Reproduce the listing word for word. Skip any image.

* BEGIN Record excerpts *

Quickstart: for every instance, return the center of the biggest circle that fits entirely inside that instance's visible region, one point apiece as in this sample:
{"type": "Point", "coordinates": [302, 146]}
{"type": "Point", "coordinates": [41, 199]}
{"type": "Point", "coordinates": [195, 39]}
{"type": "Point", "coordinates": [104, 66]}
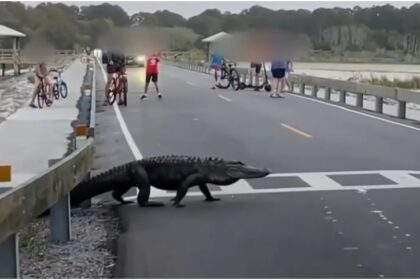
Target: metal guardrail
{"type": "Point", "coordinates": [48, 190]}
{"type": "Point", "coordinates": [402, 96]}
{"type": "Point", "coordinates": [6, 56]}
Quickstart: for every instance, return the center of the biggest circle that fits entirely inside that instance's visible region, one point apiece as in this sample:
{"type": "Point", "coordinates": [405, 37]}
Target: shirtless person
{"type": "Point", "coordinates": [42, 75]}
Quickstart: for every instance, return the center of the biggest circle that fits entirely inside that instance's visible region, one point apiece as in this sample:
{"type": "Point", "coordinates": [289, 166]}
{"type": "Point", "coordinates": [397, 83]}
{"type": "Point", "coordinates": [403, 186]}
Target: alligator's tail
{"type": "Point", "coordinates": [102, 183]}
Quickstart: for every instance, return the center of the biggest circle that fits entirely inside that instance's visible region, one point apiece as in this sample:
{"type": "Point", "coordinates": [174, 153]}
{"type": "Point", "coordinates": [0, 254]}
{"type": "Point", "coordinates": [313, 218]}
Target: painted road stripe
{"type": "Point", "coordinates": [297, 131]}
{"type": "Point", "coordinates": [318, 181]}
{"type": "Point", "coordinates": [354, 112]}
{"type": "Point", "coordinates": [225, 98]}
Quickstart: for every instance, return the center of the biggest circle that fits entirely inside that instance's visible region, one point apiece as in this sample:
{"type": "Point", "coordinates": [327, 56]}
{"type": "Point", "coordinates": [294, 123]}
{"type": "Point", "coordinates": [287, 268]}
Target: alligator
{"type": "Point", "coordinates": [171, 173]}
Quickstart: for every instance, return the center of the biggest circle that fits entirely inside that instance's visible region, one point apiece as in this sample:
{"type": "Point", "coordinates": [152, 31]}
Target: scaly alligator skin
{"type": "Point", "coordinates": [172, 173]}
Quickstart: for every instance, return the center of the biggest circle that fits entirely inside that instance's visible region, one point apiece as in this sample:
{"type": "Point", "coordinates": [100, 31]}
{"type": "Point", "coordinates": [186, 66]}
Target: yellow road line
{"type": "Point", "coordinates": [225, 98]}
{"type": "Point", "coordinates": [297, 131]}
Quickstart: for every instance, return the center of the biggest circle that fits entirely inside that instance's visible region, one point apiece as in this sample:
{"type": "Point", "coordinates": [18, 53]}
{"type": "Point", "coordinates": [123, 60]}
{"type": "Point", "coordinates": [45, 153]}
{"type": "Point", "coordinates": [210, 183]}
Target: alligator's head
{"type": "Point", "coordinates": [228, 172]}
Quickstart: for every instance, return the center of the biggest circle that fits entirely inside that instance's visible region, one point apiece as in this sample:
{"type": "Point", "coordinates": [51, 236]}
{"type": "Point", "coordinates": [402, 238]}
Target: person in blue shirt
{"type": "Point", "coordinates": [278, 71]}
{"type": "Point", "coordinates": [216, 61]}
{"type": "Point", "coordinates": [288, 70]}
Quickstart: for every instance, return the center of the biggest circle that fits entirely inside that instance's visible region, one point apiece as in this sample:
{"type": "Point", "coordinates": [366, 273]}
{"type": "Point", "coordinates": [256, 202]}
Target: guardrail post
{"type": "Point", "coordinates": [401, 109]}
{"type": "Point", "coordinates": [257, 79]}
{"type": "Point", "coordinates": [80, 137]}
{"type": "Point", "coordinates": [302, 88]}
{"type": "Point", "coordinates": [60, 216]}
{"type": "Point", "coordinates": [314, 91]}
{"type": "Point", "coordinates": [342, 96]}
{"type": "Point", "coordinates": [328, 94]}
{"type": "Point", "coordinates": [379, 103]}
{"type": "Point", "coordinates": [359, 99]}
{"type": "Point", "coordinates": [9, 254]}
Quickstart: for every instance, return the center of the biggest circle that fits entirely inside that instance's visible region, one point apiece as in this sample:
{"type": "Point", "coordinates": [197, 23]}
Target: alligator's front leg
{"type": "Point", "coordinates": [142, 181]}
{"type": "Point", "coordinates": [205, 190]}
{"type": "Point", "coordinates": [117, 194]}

* END Record excerpts *

* [Result]:
Quickstart: for every instance, return the center of the biggest circle that fits entirely inside that instance's visible region, one point apiece as in this sample:
{"type": "Point", "coordinates": [302, 146]}
{"type": "Point", "coordinates": [41, 199]}
{"type": "Point", "coordinates": [195, 39]}
{"type": "Point", "coordinates": [104, 66]}
Target: metal guardrail
{"type": "Point", "coordinates": [48, 190]}
{"type": "Point", "coordinates": [402, 96]}
{"type": "Point", "coordinates": [6, 56]}
Quickstart: for every instance, return the center of the biggest circle that fits entirely inside that instance's visible region, one point apiece as in this sample:
{"type": "Point", "coordinates": [405, 37]}
Target: shirtless person
{"type": "Point", "coordinates": [42, 75]}
Quickstart: for every instance, return the center of the biggest circle that fits entirely inside that instance's visible region, one point apiece as in this sample:
{"type": "Point", "coordinates": [289, 166]}
{"type": "Point", "coordinates": [397, 83]}
{"type": "Point", "coordinates": [403, 186]}
Target: alligator's tail
{"type": "Point", "coordinates": [102, 183]}
Quickstart: for every instance, return the center of the biggest circle that fits entirely inside that instance's visible region, one point apiece as in this sample:
{"type": "Point", "coordinates": [174, 153]}
{"type": "Point", "coordinates": [0, 254]}
{"type": "Point", "coordinates": [313, 218]}
Target: painted road stripe
{"type": "Point", "coordinates": [297, 131]}
{"type": "Point", "coordinates": [318, 181]}
{"type": "Point", "coordinates": [354, 112]}
{"type": "Point", "coordinates": [225, 98]}
Quickstart: for every instance, return the center of the biggest circle that fits entirely inside that instance's visible region, one point apiece as in this sample:
{"type": "Point", "coordinates": [327, 56]}
{"type": "Point", "coordinates": [294, 123]}
{"type": "Point", "coordinates": [287, 268]}
Target: alligator
{"type": "Point", "coordinates": [171, 173]}
Quickstart: for every instance, return the center of the biggest circle that fits entirely inside that instance's visible region, one point apiece as in this sample:
{"type": "Point", "coordinates": [152, 31]}
Target: scaly alligator skin
{"type": "Point", "coordinates": [172, 173]}
Quickstart: for every instance, return the center of the biggest circle that fits entirely inside that instance's visible region, one point apiece as in this sample:
{"type": "Point", "coordinates": [100, 31]}
{"type": "Point", "coordinates": [186, 66]}
Target: yellow road line
{"type": "Point", "coordinates": [225, 98]}
{"type": "Point", "coordinates": [297, 131]}
Quickstart: for every instance, return the center of the biggest circle that fits entirely inside that instance's visible region, one point apiece as in this sample:
{"type": "Point", "coordinates": [18, 53]}
{"type": "Point", "coordinates": [123, 60]}
{"type": "Point", "coordinates": [45, 153]}
{"type": "Point", "coordinates": [210, 183]}
Target: alligator's head
{"type": "Point", "coordinates": [228, 172]}
Quickstart: for every instance, return the center of the biggest circle that fits entirely inside that instance's visible region, one point apiece as in this sample:
{"type": "Point", "coordinates": [51, 236]}
{"type": "Point", "coordinates": [402, 238]}
Target: person in blue shirt
{"type": "Point", "coordinates": [278, 71]}
{"type": "Point", "coordinates": [216, 61]}
{"type": "Point", "coordinates": [288, 70]}
Quickstart: for every instance, return the center of the biggest circle that fits entirely inside that instance's visible region, one point apiece as in this sample:
{"type": "Point", "coordinates": [366, 273]}
{"type": "Point", "coordinates": [256, 202]}
Target: guardrail post
{"type": "Point", "coordinates": [401, 109]}
{"type": "Point", "coordinates": [257, 79]}
{"type": "Point", "coordinates": [80, 137]}
{"type": "Point", "coordinates": [302, 88]}
{"type": "Point", "coordinates": [60, 216]}
{"type": "Point", "coordinates": [314, 91]}
{"type": "Point", "coordinates": [342, 96]}
{"type": "Point", "coordinates": [328, 94]}
{"type": "Point", "coordinates": [379, 103]}
{"type": "Point", "coordinates": [359, 99]}
{"type": "Point", "coordinates": [9, 254]}
Quickstart: for every instance, return the center of the biggest circle that fits entirely inside that instance's visible region, one point apiece as in this sample:
{"type": "Point", "coordinates": [197, 23]}
Target: alligator's front leg
{"type": "Point", "coordinates": [142, 181]}
{"type": "Point", "coordinates": [205, 190]}
{"type": "Point", "coordinates": [117, 194]}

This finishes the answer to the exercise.